#### QUOTED PASSAGE ####

The last Nobel Peace Prize winner to die in state custody was Carl von Ossietzky in 1938 Nazi Germany. Ossietzky died in a concentration camp from untreated tuberculosis much like Liu Xiaobo was denied timely medical care that might have stalled or prevented his death. And much like Liu Xiaobo, Ossietzky was a prisoner when it was announced that he had been awarded the Nobel Prize. In 1935, much like China today attempts to influence global bodies, Germany exerted tremendous pressure on the Norwegian Nobel Committee, and in fact succeeded to the extent that no Prize was announced that year. It wasn’t until a year later, on the same day as the 1936 Prize was announced, that Ossietzky was named as the 1935 laureate.
There are other parallels, such as the fact both Ossietzky and Liu were persecuted and lost their freedom largely for their writings against their respective authoritarian regimes. But even under Nazi Germany, Maud von Ossietzky was not treated with the same level of cruelty and guilt by association as China reserved for Liu Xia for eight years.
In late April 2018, speaking with friend and exiled dissident Liao Yiwu, Liu Xia’s voice cracks in the recording, “Now, I’ve got nothing to be afraid of…Xiaobo is gone, and there’s nothing in the world for me now. It’s easier to die than live.” It is not easy to listen to but now images of Liu Xia’s now smiling face should fill us with hope.
For Liu Xia, surely it was a combination of factors, some still unfolding. But put simply the cost for China had become too high. As Jane Perlez and Ian Johnson write, China had come to realize that Liu Xia “a talisman of international human rights groups, had become a liability just as China’s image was taking a battering.” Sustained international advocacy works.
We must continue battering China on human rights, for those who cannot speak.
For those who still cannot speak
In China, the number of political prisoners exceeds 1,400 by some counts, or possibly over a million if you factor in the widespread incarceration of Uyghurs in so-called “re-education centers.” As I have argued elsewhere, the 2013 Criminal Procedure Law has provided for the systematization of enforced disappearances in ‘Residential Surveillance at a Designated Location,’ which has been further expanded in the National Supervision Law and its new detention system, Liuzhi – operating outside judicial safeguards and in the dark. China has a political prisoner problem, but certain cases are particularly emblematic and concerning.
Wang Quanzhang, my old friend and former colleague, has been disappeared for over 1000 days, although recent news suggests that a lawyer, although government appointed, may have finally been allowed to see him in detention. A victim of the 709 crackdown, Wang’s case is everything cruel about Xi Jinping’s assault on human rights lawyers.
Ilham Tohti, economist, Uyghur rights defender, and Martin Ennals award winner is serving a life sentence on spurious charges of separatism. The detention and imprisonment of such an important intellectual and cultural leader, a voice of moderation, should be seen as an important part of China’s larger totalitarian designs on the Uyghurs.
The book seller and Swedish citizen Gui Minhai, now past his 1000th day of detention, has been paraded on Chinese television and forced to deliver absurdly scripted remarks against the international community. Since being kidnapped in Thailand, China has flouted not only international law but basic decency.
Tashi Wangchuk, Tibetan linguistic rights defender, following two years of arbitrary detention was sentenced to five years in prison as punishment for campaigning for Tibetan language rights supposedly protected in Chinese law. His crime was speaking with the New York Times.
These are a few for whom we must redouble our efforts for justice and just as we celebrate the release of Liu Xia, we must remember it took years of coordinated action, sustained international advocacy, and diplomatic pressure to raise the costs for China. There are always setbacks, such as the 13-year sentence handed down to Chinese activist Qin Yongmin a day after Liu Xia’s release, but the lesson is that pressure can sway a giant.

####

- EXERCISE OBJECTIVE: Please return the passage of the article on Liu Xia and China's political prisoners from "Tashi Wangchuk, Tibetan" up to and including "sway a giant.", copied word for word.

#### GIVEN RECORDS ####

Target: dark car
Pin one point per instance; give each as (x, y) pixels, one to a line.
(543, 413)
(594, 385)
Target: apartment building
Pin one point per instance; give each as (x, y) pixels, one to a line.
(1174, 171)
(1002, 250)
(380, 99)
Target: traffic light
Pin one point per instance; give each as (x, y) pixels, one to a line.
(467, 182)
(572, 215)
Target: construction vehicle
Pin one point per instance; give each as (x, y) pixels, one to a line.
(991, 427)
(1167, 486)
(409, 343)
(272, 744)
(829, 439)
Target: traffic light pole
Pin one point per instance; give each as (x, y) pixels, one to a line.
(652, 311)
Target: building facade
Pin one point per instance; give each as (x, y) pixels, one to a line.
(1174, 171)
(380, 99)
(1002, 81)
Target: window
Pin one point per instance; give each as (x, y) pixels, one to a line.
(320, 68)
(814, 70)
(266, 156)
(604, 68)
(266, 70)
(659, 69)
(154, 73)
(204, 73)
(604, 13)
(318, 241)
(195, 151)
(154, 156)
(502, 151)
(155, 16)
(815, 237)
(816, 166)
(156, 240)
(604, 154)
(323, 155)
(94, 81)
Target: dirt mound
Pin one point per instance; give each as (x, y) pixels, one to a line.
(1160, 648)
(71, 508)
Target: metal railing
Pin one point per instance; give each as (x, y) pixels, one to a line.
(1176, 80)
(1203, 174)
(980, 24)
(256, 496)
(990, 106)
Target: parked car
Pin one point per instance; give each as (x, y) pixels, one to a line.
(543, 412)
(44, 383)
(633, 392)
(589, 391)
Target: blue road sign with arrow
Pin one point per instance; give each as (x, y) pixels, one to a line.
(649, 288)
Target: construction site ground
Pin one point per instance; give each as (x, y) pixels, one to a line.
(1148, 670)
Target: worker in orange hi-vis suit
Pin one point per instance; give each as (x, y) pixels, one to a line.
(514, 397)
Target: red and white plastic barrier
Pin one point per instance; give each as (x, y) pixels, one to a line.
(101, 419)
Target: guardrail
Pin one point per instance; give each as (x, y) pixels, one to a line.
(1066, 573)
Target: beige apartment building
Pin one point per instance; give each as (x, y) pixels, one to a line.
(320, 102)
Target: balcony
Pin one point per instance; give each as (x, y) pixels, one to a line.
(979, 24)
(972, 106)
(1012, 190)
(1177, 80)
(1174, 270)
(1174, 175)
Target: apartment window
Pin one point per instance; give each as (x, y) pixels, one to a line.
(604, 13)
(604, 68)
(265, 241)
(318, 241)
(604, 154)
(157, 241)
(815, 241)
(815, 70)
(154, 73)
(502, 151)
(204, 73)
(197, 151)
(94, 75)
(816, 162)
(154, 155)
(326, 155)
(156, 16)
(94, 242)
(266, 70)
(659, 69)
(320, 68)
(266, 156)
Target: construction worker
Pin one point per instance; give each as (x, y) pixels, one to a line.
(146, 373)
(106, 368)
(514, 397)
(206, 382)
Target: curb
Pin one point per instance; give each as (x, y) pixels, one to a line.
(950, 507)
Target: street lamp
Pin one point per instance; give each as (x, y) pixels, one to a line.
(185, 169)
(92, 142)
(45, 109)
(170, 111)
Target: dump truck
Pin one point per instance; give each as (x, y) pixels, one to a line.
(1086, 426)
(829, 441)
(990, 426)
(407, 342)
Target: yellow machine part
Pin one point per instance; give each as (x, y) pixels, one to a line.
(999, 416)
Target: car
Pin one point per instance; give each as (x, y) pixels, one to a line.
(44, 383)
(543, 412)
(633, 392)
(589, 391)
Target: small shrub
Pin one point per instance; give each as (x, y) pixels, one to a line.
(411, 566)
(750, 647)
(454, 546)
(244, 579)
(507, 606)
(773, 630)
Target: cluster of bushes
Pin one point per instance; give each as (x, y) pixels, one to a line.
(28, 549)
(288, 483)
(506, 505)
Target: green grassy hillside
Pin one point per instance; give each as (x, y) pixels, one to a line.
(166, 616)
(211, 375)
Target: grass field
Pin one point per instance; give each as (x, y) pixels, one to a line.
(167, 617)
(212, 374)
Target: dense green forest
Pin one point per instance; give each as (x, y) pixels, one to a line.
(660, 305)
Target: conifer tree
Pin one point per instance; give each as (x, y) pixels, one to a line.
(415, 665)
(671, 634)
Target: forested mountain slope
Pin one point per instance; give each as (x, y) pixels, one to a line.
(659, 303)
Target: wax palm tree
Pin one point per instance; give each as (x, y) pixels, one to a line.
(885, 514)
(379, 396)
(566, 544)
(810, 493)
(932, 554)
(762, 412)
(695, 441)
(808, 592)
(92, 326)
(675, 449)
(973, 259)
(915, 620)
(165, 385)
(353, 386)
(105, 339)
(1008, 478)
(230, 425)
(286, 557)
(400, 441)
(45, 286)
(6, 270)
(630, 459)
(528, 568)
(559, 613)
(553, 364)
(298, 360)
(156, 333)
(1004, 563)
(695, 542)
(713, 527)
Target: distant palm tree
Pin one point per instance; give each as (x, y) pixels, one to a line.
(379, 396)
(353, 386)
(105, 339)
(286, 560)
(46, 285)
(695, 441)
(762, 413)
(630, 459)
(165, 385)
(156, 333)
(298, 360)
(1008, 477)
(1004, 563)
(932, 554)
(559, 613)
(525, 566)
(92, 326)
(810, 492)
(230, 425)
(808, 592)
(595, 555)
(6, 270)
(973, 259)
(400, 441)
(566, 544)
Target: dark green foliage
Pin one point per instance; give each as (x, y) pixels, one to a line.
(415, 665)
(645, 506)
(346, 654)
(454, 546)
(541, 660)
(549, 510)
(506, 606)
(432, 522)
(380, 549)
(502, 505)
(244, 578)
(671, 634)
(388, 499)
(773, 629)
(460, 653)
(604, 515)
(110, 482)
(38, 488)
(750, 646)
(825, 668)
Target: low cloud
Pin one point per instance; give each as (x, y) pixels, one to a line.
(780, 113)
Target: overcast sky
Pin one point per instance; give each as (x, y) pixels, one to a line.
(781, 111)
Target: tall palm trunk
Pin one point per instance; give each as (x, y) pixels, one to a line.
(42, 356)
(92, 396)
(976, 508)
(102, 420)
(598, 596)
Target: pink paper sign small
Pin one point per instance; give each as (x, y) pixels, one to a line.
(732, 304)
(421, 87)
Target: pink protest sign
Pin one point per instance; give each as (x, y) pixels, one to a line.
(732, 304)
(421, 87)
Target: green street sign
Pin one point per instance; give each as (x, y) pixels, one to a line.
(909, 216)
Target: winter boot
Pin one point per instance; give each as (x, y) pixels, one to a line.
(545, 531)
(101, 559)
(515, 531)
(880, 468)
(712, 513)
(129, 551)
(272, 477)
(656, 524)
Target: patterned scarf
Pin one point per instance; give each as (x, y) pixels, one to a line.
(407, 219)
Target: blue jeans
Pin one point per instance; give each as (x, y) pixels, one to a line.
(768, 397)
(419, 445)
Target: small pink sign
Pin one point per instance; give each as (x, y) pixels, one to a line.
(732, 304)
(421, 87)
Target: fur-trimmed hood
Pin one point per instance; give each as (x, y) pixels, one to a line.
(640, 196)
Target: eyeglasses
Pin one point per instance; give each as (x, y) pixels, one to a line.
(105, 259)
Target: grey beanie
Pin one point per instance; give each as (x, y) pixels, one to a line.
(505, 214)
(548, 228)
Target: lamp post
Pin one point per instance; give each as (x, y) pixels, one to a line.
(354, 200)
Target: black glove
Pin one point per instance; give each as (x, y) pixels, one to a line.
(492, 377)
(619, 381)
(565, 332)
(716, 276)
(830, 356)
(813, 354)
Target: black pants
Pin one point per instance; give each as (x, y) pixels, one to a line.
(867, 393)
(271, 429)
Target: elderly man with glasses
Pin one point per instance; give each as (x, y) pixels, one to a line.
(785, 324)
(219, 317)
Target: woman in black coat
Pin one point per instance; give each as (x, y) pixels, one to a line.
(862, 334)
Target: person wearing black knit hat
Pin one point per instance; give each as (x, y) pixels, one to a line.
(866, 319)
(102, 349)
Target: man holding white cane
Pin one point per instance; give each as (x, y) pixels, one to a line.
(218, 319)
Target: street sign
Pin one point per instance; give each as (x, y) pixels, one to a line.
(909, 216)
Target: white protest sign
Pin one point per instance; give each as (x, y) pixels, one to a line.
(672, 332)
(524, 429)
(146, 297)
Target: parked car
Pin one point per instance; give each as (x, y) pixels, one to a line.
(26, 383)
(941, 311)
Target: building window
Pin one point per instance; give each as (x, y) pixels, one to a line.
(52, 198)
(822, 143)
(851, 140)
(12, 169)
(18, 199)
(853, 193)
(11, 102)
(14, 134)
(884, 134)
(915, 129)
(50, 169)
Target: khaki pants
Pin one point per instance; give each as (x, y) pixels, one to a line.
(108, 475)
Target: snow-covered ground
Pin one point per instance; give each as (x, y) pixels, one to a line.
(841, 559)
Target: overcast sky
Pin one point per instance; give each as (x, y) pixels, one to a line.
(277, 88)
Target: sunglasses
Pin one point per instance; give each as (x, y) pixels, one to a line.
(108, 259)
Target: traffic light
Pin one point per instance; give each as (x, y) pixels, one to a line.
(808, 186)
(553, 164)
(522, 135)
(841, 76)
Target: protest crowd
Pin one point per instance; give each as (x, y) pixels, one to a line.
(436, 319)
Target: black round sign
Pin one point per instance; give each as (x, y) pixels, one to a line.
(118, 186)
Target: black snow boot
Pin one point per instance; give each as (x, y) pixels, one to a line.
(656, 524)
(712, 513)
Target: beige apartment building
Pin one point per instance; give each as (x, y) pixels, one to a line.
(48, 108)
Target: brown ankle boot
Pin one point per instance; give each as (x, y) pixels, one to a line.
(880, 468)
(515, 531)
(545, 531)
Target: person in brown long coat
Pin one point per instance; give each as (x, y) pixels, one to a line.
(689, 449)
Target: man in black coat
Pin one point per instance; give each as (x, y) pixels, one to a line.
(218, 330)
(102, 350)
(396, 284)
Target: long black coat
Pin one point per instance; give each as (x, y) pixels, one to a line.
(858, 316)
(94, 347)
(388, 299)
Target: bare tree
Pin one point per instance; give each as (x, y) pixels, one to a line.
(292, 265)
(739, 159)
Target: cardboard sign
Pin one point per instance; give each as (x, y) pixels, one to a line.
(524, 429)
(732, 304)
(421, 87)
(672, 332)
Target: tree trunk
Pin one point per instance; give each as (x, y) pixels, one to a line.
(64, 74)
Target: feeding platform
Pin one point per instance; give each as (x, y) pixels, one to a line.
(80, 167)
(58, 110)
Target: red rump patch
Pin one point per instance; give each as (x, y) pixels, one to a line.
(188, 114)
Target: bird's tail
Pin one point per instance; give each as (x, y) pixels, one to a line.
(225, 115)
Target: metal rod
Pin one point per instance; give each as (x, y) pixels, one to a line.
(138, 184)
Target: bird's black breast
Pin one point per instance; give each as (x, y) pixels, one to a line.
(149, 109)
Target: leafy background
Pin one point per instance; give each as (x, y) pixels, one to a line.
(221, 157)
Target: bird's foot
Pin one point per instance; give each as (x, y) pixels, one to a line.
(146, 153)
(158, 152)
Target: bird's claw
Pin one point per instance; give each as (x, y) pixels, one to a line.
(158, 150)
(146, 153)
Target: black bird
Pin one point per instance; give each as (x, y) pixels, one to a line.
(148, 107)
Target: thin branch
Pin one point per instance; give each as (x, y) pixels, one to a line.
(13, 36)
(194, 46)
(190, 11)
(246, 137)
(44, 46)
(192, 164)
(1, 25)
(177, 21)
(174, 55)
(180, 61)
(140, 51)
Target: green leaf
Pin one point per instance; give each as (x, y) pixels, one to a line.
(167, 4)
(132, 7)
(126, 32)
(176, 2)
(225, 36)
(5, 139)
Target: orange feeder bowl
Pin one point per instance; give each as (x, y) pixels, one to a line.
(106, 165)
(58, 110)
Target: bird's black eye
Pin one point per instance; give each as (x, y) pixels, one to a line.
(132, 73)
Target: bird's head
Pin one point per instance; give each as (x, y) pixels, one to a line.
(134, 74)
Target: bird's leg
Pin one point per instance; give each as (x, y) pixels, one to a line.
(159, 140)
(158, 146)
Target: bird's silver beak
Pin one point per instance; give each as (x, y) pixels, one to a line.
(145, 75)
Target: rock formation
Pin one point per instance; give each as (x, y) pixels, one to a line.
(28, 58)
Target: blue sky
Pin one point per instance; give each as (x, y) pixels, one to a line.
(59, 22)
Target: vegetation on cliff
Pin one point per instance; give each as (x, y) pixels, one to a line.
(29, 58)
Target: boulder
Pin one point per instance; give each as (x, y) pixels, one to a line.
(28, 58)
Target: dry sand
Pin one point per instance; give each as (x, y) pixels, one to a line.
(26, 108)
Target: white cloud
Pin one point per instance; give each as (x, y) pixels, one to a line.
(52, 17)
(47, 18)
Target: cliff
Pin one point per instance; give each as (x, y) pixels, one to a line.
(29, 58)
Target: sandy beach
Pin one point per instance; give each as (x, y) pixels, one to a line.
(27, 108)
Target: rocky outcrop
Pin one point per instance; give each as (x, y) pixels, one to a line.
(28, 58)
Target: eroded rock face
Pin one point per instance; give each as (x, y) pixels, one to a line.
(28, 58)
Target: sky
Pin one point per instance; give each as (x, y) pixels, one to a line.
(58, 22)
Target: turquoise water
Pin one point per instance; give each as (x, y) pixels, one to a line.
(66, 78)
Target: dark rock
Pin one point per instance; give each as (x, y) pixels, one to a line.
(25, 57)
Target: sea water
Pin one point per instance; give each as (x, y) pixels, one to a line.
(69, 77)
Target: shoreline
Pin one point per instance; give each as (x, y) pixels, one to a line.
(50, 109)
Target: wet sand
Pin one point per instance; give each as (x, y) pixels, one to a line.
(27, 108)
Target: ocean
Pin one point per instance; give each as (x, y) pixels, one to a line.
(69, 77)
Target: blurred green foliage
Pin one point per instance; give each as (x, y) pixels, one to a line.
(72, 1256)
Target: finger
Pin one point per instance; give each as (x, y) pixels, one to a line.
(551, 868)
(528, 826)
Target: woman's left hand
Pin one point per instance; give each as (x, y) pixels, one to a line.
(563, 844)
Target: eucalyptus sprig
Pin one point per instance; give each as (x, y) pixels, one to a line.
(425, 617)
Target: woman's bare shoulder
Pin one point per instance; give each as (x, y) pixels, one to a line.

####

- RESULT OF THIS EXERCISE:
Tashi Wangchuk, Tibetan linguistic rights defender, following two years of arbitrary detention was sentenced to five years in prison as punishment for campaigning for Tibetan language rights supposedly protected in Chinese law. His crime was speaking with the New York Times.
These are a few for whom we must redouble our efforts for justice and just as we celebrate the release of Liu Xia, we must remember it took years of coordinated action, sustained international advocacy, and diplomatic pressure to raise the costs for China. There are always setbacks, such as the 13-year sentence handed down to Chinese activist Qin Yongmin a day after Liu Xia’s release, but the lesson is that pressure can sway a giant.